Exercise inputs >>
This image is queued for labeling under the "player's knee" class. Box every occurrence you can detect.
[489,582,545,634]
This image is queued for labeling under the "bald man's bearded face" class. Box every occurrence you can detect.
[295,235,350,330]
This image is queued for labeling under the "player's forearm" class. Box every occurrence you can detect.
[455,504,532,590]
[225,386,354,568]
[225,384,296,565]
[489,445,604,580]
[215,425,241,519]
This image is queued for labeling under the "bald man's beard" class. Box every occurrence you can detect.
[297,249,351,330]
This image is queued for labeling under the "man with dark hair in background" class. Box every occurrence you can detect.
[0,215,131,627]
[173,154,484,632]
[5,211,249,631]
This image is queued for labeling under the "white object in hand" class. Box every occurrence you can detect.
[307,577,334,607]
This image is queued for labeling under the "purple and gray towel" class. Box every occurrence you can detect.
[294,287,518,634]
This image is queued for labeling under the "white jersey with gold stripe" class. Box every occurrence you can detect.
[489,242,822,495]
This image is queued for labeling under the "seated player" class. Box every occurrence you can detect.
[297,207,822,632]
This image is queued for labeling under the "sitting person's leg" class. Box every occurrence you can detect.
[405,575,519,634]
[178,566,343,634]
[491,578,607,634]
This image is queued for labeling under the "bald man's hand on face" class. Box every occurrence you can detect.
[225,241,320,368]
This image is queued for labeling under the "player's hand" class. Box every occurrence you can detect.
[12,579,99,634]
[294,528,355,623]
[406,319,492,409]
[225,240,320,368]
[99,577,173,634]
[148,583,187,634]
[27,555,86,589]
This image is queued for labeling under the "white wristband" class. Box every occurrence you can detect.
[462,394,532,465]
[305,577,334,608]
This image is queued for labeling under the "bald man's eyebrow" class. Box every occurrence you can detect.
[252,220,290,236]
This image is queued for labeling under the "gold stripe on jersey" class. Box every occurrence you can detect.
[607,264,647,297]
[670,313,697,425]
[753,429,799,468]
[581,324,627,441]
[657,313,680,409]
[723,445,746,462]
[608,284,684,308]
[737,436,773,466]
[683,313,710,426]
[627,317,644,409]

Directive >> Put every one of the items above into a numbered list, leaving out any blank lines.

Task result >>
1. This image is queued for labeling under the "player's knee" class. Box every occurrence you can detect.
2. [489,582,545,634]
3. This image is queued for labeling under the "bald man's bearded face" class. Box every occurrence you can detect.
4. [295,235,350,330]
5. This image is queued for labeling under the "player's forearm" class. Box every occurrence you can detect.
6. [455,504,532,590]
7. [225,386,354,568]
8. [225,384,296,565]
9. [489,445,604,580]
10. [215,425,241,519]
11. This image is queued for labeling under the "bald man's beard" class. Box every occurrence you can detect.
12. [297,249,351,330]
13. This image is queued for labeling under the "man with dark hair in background" class. Box every occurrence you can detect.
14. [0,215,131,627]
15. [173,154,484,632]
16. [5,211,249,631]
17. This image is queued for labeling under the "white object in hand" class. Box every occurrence you can detect.
18. [307,577,334,607]
19. This image is queued for labeling under the "purple and gray towel" class. Box every occurrence you can detect.
20. [294,287,518,634]
21. This image is queued for labeling under the "white jersey with gold stripe" class. Box every occurrence you can detect.
22. [489,242,822,495]
23. This image is queued for labeling under the "seated player" class. Box every occurrence you can detect.
24. [297,207,822,632]
25. This image is queued for labeling under the "sitting person's leg" class. Box every occurrence you can detect.
26. [405,575,519,634]
27. [178,566,343,634]
28. [491,578,607,634]
29. This image is queued for labeling under the "bald man's hand on face" class. Box every occurrence you can detect.
30. [225,241,320,368]
31. This image is queued for labeling under the "player's hand" class. Box every occurrence you can detect.
32. [12,579,99,634]
33. [294,528,355,623]
34. [406,319,492,409]
35. [225,240,320,368]
36. [99,577,173,634]
37. [148,583,187,634]
38. [27,555,86,589]
39. This image is queued for labeling under the "white wristband" class. Box every occurrence you can detect.
40. [462,394,532,465]
41. [305,577,334,608]
42. This image is queued for labeling under the "bald man's eyebrow" class. Box every occurrence you can detect.
43. [252,220,290,236]
44. This image is queued for labeling under the "gold stripe on jersey" class. Box every occurrence you can detect.
45. [607,264,647,297]
46. [670,313,697,425]
47. [753,429,799,468]
48. [581,324,627,441]
49. [657,313,680,409]
50. [723,445,746,462]
51. [608,284,684,308]
52. [737,436,773,466]
53. [683,313,710,426]
54. [627,317,644,409]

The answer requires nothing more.